##### Task input

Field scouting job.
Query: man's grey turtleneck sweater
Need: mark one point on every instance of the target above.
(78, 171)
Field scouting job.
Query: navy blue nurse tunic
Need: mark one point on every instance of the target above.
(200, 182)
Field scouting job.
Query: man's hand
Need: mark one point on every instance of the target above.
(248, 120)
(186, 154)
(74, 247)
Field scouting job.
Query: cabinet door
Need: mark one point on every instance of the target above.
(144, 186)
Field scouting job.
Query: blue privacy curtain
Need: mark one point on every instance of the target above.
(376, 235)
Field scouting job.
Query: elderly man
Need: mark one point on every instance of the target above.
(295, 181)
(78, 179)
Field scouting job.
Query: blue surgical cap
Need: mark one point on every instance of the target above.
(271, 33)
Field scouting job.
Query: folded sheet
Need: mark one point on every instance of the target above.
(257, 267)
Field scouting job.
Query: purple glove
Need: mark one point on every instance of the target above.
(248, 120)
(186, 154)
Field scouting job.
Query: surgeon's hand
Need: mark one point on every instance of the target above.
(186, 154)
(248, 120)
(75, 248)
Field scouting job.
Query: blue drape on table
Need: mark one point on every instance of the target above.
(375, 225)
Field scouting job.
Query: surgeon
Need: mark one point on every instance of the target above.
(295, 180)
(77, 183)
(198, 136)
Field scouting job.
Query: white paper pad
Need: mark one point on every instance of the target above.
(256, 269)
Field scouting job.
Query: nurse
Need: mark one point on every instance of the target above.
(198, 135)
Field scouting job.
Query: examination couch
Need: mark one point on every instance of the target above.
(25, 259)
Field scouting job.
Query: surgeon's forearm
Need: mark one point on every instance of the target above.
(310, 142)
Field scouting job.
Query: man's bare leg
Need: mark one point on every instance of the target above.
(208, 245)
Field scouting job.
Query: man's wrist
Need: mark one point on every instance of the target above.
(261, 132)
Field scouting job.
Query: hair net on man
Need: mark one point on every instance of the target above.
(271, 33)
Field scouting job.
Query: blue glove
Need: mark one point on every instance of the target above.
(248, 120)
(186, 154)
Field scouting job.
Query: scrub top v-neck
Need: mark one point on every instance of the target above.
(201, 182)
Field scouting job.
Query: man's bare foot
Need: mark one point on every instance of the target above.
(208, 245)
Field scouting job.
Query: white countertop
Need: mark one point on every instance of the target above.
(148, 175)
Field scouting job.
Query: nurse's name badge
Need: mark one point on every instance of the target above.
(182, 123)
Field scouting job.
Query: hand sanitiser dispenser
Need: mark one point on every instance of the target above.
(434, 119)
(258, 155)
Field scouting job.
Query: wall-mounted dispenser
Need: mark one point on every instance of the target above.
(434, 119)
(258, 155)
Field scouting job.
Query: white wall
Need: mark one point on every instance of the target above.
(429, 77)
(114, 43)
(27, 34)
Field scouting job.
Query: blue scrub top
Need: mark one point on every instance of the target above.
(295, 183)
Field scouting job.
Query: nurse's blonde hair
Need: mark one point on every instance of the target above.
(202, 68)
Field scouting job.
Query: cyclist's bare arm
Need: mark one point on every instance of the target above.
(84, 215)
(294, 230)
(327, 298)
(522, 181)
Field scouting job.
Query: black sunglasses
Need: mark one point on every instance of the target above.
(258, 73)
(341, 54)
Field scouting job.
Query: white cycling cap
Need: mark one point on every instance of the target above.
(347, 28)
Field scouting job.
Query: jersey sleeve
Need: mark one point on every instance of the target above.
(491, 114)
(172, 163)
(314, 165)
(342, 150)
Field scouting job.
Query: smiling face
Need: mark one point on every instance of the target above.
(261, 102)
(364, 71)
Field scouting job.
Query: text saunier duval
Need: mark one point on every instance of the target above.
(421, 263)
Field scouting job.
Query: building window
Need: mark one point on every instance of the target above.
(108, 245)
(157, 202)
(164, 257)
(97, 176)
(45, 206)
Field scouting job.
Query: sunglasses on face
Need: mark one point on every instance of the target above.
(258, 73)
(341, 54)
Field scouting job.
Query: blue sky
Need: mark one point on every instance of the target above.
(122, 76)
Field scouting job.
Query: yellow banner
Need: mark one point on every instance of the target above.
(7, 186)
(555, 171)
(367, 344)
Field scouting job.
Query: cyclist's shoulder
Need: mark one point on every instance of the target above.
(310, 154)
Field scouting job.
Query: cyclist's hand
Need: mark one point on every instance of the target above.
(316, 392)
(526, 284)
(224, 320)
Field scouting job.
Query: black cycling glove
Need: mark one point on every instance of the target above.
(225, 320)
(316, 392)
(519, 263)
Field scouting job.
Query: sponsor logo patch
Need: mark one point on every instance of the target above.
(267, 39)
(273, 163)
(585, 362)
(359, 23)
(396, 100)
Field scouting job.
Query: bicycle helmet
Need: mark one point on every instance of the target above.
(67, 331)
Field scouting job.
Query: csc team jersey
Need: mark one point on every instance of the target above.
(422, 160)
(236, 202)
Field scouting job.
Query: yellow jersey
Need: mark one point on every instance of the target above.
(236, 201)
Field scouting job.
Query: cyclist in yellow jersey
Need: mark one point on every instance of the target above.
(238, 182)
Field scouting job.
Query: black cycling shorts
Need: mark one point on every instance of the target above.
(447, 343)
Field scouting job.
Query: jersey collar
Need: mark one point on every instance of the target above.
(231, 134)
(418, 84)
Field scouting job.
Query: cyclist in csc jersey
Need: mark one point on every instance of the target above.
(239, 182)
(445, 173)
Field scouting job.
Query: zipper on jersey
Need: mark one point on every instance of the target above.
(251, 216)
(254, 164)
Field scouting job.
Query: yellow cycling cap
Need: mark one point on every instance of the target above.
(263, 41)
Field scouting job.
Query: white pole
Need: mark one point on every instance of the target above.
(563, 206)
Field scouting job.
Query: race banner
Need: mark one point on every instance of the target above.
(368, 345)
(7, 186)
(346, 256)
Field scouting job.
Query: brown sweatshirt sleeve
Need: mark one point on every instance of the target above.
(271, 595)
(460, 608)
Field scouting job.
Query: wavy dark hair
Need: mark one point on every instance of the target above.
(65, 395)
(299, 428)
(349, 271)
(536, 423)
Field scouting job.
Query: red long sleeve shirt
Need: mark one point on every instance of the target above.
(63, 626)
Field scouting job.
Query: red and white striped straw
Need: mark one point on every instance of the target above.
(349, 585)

##########

#### [Work to be completed]
Output the full listing without altering anything.

#### [Result of this task]
Field scouting job.
Query: man's grey turtleneck sweater
Need: mark one point on every instance of the target above.
(78, 171)
Field scouting job.
Query: navy blue nurse tunic
Need: mark one point on every instance of the target above.
(200, 182)
Field scouting job.
Query: man's hand
Need: mark one point on every instance of the target above.
(248, 120)
(186, 154)
(74, 247)
Field scouting job.
Query: cabinet door
Need: mark one point on every instance of the target above.
(144, 186)
Field scouting job.
Query: blue privacy curtain
Need: mark one point on every instance of the target above.
(376, 235)
Field scouting job.
Query: elderly man
Need: mark one point on every instance of the target above.
(295, 181)
(78, 179)
Field scouting job.
Query: blue surgical cap
Need: mark one point on every instance of the target above.
(271, 33)
Field scouting job.
Query: folded sheet
Need: mark one point on every instance of the target above.
(257, 267)
Field scouting job.
Query: purple glove
Need: mark one point on every instance of the target above.
(248, 120)
(186, 154)
Field scouting job.
Query: surgeon's hand
Need: mark one point on every instance of the target above.
(186, 154)
(248, 120)
(75, 248)
Field scouting job.
Query: blue drape on table
Need: mark one point on every instance of the target above.
(375, 225)
Field scouting job.
Query: surgeon
Need: mark one point on every instance of the target above.
(295, 180)
(77, 183)
(198, 136)
Field scouting job.
Query: white paper pad
Need: mark one point on every instance of the target above.
(256, 269)
Field scouting job.
Query: nurse
Need: mark one point on every instance of the target above.
(198, 135)
Field scouting job.
Query: examination couch
Need: mark one point on every instance of the target above.
(25, 259)
Field scouting job.
Query: surgeon's forearm
Need: mark one point on every instance of the target above.
(310, 142)
Field scouting job.
Query: man's bare leg
Need: mark one point on every instance of the target above.
(208, 245)
Field scouting job.
Query: man's wrist
Need: mark one point on every instance of the target above.
(261, 132)
Field scouting job.
Query: hair net on man
Need: mark one point on every instance of the target above.
(271, 33)
Field scouting job.
Query: blue glove
Need: mark one point on every instance of the target above.
(248, 120)
(186, 154)
Field scouting job.
Query: scrub top v-neck
Need: mark one point on every instance of the target above.
(201, 182)
Field scouting job.
Query: man's bare foot
Need: mark one point on every instance of the target above.
(208, 245)
Field scouting job.
Query: white countertop
Need: mark one point on every instance of the target above.
(148, 175)
Field scouting job.
Query: nurse's name badge
Need: mark one point on every instance of the target above.
(182, 123)
Field scouting job.
Query: hand sanitiser dispenser
Need: mark one point on every instance of the target above.
(434, 119)
(258, 155)
Field scouting job.
Query: wall-mounted dispenser
Need: mark one point on every instance of the target above.
(434, 119)
(258, 155)
Field scouting job.
Query: white wall
Need: mark one point on every instance of the target above.
(429, 77)
(114, 43)
(27, 34)
Field scouting job.
Query: blue scrub top
Need: mark one point on every instance of the target above.
(295, 183)
Field scouting job.
Query: nurse's blonde hair
Need: mark one point on every instance of the target above.
(202, 68)
Field scouting job.
Query: cyclist's bare arm
Need: mark one point on every instance of the target above.
(84, 215)
(294, 230)
(327, 298)
(522, 181)
Field scouting job.
Query: black sunglasses
Need: mark one point on every instance of the target above.
(258, 73)
(341, 54)
Field scouting job.
Query: white cycling cap
Need: mark one point on every instance of the target above.
(347, 28)
Field scouting job.
Query: jersey sleeve
Need: mark one point on every instance of the target above.
(491, 114)
(172, 163)
(314, 165)
(342, 150)
Field scouting job.
Query: smiling face
Need: mark one point on every instance of the target above.
(261, 102)
(364, 71)
Field scouting job.
Query: text saunier duval
Need: mark one point on every instance of the target above.
(421, 263)
Field scouting job.
Query: building window
Need: mark one point on every instance of the target above.
(108, 245)
(157, 202)
(164, 257)
(97, 176)
(45, 206)
Field scouting job.
Query: sunglasses on face
Need: mark one point on every instance of the target above.
(258, 73)
(341, 54)
Field scouting job.
Query: blue sky
Need: mark one point on every instance of the target above.
(122, 76)
Field scouting job.
Query: yellow banner
Need: mark one point on every instance of the target above.
(7, 186)
(555, 171)
(367, 344)
Field scouting job.
Query: cyclist's shoulder
Need: mark one point on every instance of the target above.
(310, 154)
Field scouting job.
Query: cyclist's hand
Need: mark one point on every instance of the target above.
(316, 392)
(526, 284)
(224, 320)
Field scouting job.
Query: black cycling glove
Need: mark one point on every instance of the target above.
(225, 320)
(316, 392)
(519, 263)
Field scouting job.
Query: sponsor logo patch
Need: mark one point on every instance of the target above.
(267, 39)
(273, 163)
(585, 362)
(359, 23)
(396, 100)
Field scouting job.
Query: bicycle helmet
Need: mark one point on every instance of the target above.
(67, 331)
Field scouting job.
Query: csc team jersey
Need: mark one point on every instance of the target above.
(422, 160)
(236, 202)
Field scouting job.
Query: yellow jersey
Need: mark one point on every instance of the target above.
(236, 201)
Field scouting job.
Query: cyclist in yellow jersey
Need: mark one point on every instance of the target above.
(238, 182)
Field scouting job.
Query: black cycling shorts
Need: mark one point on every instance of the target above.
(447, 343)
Field scouting job.
Query: jersey collar
Need: mark one point on every instance of the target above.
(231, 134)
(418, 84)
Field scouting job.
Query: cyclist in csc jersey
Need: mark one point on every instance of the target above.
(239, 182)
(445, 173)
Field scouting job.
Query: zipper on jersey
Need: mark one point on every instance of the target above.
(251, 216)
(254, 164)
Field scouting job.
Query: yellow cycling cap
Need: mark one point on every instance of the target above.
(263, 41)
Field scouting job.
Query: white pole
Need: mark one point on every instance of the target above.
(563, 206)
Field scouting job.
Query: race banner
Need: mark one point on every instance of the target above.
(368, 345)
(7, 186)
(346, 256)
Field scouting job.
Query: brown sweatshirt sleeve
Need: mark one point on every instance of the target above.
(271, 595)
(460, 608)
Field scouting job.
Query: wavy dark hair
Need: mark one point on every instance of the target above.
(65, 395)
(299, 428)
(349, 271)
(536, 423)
Field scouting job.
Query: red long sleeve shirt
Need: mark one point on every instance of the target above.
(63, 626)
Field scouting job.
Query: red and white striped straw
Need: mark one point on every instance of the target above.
(349, 585)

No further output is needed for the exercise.